##### Dataset content #####

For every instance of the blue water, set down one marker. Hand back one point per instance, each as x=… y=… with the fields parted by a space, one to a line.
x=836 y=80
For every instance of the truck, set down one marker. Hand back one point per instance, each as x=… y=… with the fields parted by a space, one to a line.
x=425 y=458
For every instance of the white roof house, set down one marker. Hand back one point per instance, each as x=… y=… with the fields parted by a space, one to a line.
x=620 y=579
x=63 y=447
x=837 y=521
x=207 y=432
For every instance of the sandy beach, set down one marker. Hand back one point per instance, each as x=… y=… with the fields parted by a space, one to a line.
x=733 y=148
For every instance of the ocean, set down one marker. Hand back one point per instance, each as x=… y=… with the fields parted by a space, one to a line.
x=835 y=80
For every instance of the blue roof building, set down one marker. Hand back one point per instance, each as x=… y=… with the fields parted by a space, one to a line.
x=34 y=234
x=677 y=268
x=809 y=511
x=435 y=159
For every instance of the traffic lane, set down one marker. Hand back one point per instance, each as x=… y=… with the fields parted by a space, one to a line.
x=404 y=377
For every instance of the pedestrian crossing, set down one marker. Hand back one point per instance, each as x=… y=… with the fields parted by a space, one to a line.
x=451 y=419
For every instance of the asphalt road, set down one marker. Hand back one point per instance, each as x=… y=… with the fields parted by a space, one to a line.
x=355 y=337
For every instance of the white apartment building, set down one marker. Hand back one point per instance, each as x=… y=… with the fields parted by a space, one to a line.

#####

Exercise aim ::
The full set of records should be duplicated exactly.

Answer to this task ::
For every instance of the blue water, set down one marker. Hand back one point per instance, each as x=… y=… with the fields parted by a space, one to a line.
x=836 y=80
For every instance of the truck, set down one marker. Hand back one point per instance, each as x=… y=… with the fields parted by a space, one to a line.
x=425 y=458
For every instance of the white roof house, set down one marker. Hand back one point per instance, each as x=… y=… with the fields parted by a space, one to a line.
x=620 y=579
x=63 y=447
x=837 y=521
x=207 y=432
For every instance of the sandy beach, set down one marker. Hand back one point per instance, each as x=… y=… with the fields parted by a space, one to a line.
x=733 y=148
For every instance of the ocean, set down one marker. Hand back one point per instance, each as x=… y=… with the fields parted by a space, one to a line.
x=835 y=80
For every instance of the blue roof building, set down one marker. Hand back one point per instance, each as x=… y=… with the fields parted by a space, one to a line.
x=34 y=234
x=677 y=268
x=809 y=511
x=435 y=159
For every instance of the traffic lane, set down one marker. Hand back one point per instance, each as x=… y=… with the fields parted by a space, one to a line.
x=404 y=377
For every instance of the pedestrian crossing, set down one marker. Hand back one point per instance, each as x=… y=… with the fields parted by a space, one to a line.
x=451 y=419
For every instance of the asphalt road, set down one marker. Hand back one point per instance, each as x=… y=… with the fields parted by a space, one to a line.
x=355 y=337
For every instance of the white apartment building, set down one marker. Hand back one point per instance, each as x=… y=… with the fields parted by a space, one to a line.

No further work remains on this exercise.